__Exercise goal__: Please locate each line in the items below that contains the word "jacket" and copy those lines out. Matches are case-sensitive.

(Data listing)
** BEGIN **

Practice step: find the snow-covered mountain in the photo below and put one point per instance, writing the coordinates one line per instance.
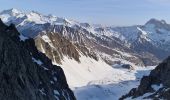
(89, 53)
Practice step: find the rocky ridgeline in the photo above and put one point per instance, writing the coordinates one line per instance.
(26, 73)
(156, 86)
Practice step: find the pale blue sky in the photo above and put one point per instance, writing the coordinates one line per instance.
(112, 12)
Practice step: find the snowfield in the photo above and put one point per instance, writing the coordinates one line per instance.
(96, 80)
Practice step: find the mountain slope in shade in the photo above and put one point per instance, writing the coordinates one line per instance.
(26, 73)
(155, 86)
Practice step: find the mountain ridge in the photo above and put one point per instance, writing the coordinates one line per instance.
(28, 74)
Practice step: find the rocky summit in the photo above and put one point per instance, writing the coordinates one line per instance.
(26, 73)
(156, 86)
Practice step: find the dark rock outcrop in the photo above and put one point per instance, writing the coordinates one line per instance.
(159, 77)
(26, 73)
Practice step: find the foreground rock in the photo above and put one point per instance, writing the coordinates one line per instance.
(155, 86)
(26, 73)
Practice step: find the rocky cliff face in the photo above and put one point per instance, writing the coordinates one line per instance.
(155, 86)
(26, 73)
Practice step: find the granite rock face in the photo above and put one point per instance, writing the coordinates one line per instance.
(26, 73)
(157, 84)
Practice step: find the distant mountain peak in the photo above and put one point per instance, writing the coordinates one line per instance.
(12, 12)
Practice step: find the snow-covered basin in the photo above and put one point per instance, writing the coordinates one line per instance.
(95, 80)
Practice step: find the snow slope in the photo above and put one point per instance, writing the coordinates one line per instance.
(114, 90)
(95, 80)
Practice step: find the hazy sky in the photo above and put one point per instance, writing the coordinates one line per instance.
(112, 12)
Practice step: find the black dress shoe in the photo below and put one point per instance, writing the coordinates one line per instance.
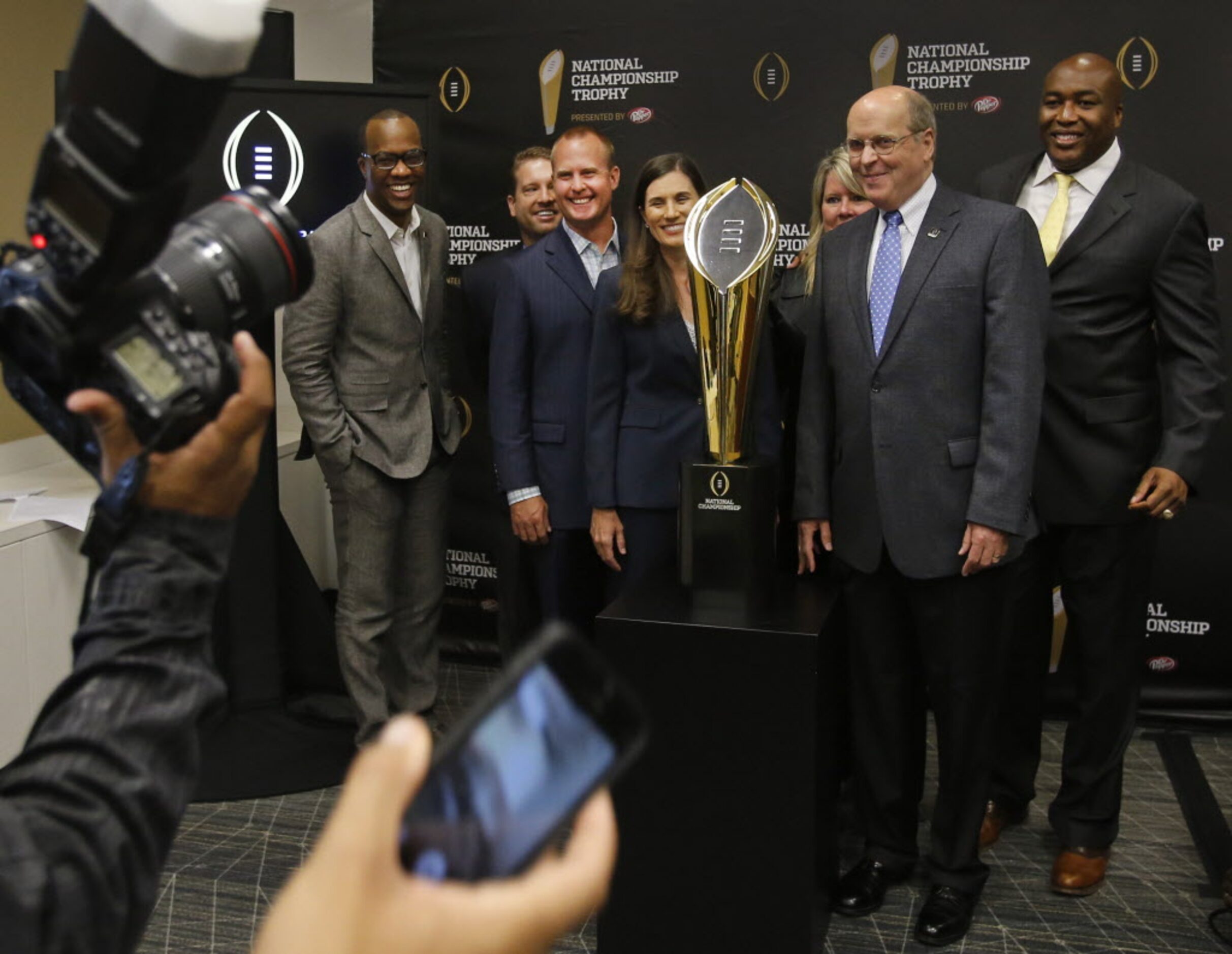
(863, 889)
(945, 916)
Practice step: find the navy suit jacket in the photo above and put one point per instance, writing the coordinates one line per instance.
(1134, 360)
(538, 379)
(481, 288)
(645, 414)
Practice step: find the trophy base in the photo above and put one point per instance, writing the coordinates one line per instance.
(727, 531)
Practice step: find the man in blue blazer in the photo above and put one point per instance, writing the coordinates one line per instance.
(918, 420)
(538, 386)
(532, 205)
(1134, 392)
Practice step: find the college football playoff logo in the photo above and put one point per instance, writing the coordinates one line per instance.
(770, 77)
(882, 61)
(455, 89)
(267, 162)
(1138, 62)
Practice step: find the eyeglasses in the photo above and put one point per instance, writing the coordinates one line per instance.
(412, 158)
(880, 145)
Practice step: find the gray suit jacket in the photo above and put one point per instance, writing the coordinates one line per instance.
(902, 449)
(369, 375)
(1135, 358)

** END **
** BEGIN **

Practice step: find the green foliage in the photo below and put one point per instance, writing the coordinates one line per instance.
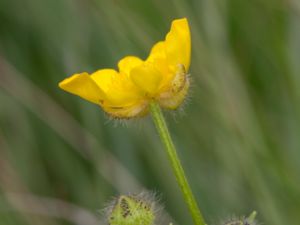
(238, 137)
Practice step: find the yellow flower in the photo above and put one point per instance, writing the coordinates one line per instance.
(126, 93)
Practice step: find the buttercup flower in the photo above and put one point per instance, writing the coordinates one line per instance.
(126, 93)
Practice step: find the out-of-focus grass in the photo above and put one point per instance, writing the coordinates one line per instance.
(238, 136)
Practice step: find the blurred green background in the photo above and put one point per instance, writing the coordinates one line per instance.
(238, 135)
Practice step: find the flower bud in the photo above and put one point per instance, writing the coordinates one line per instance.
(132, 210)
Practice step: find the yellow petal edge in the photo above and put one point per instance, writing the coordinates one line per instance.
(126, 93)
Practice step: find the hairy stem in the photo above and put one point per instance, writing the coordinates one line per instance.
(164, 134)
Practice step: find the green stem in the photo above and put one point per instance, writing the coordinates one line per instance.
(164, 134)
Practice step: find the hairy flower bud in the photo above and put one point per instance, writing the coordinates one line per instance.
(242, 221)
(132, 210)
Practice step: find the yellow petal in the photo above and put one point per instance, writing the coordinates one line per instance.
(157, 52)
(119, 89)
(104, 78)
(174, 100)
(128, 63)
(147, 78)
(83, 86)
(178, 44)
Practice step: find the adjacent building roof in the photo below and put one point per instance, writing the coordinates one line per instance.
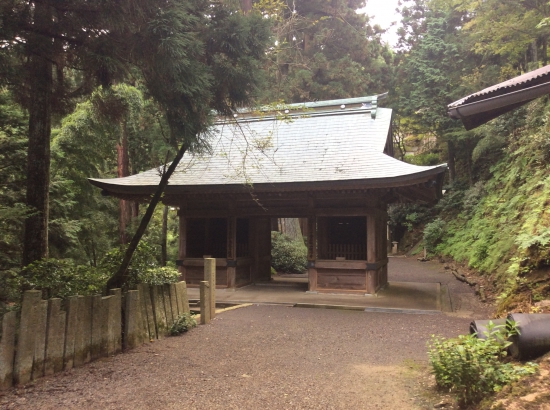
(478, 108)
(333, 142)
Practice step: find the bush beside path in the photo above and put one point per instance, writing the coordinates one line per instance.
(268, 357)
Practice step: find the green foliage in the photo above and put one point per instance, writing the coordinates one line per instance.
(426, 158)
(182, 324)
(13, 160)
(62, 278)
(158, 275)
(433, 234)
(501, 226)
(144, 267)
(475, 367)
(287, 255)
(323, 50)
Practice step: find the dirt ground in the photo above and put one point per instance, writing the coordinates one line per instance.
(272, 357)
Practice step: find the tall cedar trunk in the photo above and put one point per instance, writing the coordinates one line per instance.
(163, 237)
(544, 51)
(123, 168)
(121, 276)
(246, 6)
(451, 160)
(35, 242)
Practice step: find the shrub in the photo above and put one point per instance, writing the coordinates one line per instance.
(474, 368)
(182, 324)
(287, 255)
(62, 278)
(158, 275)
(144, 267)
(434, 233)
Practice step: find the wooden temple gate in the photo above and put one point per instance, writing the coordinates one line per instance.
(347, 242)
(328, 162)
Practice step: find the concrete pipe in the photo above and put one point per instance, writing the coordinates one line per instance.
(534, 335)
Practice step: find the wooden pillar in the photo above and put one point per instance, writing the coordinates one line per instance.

** END **

__Solution for this task__:
Practice step: find the navy suit jacket in the photo above and put one point per instance, writing the coordinates one line per instance.
Practice step: find the gray suit jacket in the photo above and put one point per instance, writing the coordinates one line per instance.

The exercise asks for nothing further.